## Exercise requirements
1) According to the article on the Charter at 25, in what year did the Supreme Court strike down Canada's abortion law?
2) List the key democratic freedoms that the article on the Charter at 25 says the Charter guarantees.

## Source passage
—————

The Charter at 25: A work in progress

Le Canada-sans-le-Québec : «A work in progress»

Over the last 25 years, Canadians have come to realize that the Charter of Rights and Freedoms is much more than an eloquent statement of our national values. Indeed, since it came into being on April 17, 1982, the Charter has brought powerful, profound and often controversial change to this country. Time and time again, Canadians have invoked it to right wrongs, fight inequality, challenge excessive government power and uphold fundamental democratic rights.
Ultimately, we are a stronger, fairer, more compassionate nation for it.
Few of the thousands of Canadians who braved a downpour on Parliament Hill exactly 25 years ago today to witness the patriation of our Constitution and the birth of the new Charter would have predicted just how great an impact the Charter, which entrenched basic rights and freedoms in the Constitution for all Canadians, would have on this country.
Today, it is difficult to imagine Canada without the Charter. It guarantees the right to vote, the right to life, liberty and security, and the right to be free from discrimination. It also set out the legal rights of those accused of crimes, including the right to be presumed innocent until proven guilty. And it guarantees key democratic freedoms, including freedom of conscience, expression and association, and freedom of the press.
But in the first days of the Charter, it was uncertain just how far the courts would take these rights and freedoms.
In early cases, the courts fleshed out exactly how the new Charter would work. In R. v. Oakes, for example, the Supreme Court in 1986 set out a key test for deciding whether a Charter breach can be justified by the government, creating a structure for balancing individual and collective rights.
But soon, Canadians started turning to the Charter to sort out thorny social and ethical issues. The results, while infuriating to some, in many cases brought justice to those who had long been denied it.
In one of its first post-Charter forays into a highly charged moral debate, the Supreme Court in 1988 struck down Canada's abortion law. Although the court left room for Parliament to rewrite the law, no government has ever done so, effectively giving women the right to choose.
The court also has said Canada cannot extradite suspected criminals to other countries without guarantees they will not face execution. The ruling signalled that Canada could likely never revive the death penalty.
Most controversially, Canada's top court in 1995 "read in" sexual orientation as a prohibited ground of discrimination, paving the way for same-sex couples to gain full legal rights, including the right to marry.

—————

(Natural language region descriptions)
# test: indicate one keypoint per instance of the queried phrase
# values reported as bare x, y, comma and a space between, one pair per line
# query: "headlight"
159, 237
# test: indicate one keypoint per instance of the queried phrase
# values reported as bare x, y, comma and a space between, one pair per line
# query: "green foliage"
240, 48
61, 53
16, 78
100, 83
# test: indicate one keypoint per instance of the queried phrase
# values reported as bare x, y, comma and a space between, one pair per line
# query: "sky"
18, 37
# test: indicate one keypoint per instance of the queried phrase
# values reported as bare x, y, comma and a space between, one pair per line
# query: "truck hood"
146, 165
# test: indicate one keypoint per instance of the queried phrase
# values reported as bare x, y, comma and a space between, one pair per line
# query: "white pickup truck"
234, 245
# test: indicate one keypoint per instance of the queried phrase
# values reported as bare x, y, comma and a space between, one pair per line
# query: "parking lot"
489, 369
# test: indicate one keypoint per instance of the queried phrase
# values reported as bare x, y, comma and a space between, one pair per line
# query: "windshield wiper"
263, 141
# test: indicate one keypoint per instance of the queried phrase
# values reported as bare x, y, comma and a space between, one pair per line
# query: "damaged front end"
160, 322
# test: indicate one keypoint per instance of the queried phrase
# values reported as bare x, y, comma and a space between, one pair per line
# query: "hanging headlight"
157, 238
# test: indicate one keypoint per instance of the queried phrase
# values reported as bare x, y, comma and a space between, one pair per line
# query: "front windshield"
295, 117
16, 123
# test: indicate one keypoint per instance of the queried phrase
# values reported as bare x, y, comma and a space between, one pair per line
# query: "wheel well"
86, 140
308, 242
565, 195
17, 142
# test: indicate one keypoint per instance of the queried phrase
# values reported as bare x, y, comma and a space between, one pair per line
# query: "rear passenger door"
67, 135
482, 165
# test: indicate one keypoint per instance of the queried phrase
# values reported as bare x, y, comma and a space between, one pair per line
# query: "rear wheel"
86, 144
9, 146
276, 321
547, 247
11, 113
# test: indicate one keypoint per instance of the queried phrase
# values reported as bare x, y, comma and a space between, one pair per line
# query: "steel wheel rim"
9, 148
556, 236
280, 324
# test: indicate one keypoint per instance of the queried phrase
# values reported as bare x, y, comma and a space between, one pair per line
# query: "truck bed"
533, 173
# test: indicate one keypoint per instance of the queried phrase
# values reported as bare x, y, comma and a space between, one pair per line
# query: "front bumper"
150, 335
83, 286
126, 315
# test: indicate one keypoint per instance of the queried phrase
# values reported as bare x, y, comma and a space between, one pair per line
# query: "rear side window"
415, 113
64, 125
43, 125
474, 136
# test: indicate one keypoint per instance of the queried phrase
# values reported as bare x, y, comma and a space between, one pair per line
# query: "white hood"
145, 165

—————

## Task-by-task outputs
1) 1988

2) Freedom of conscience, freedom of expression, freedom of association, freedom of the press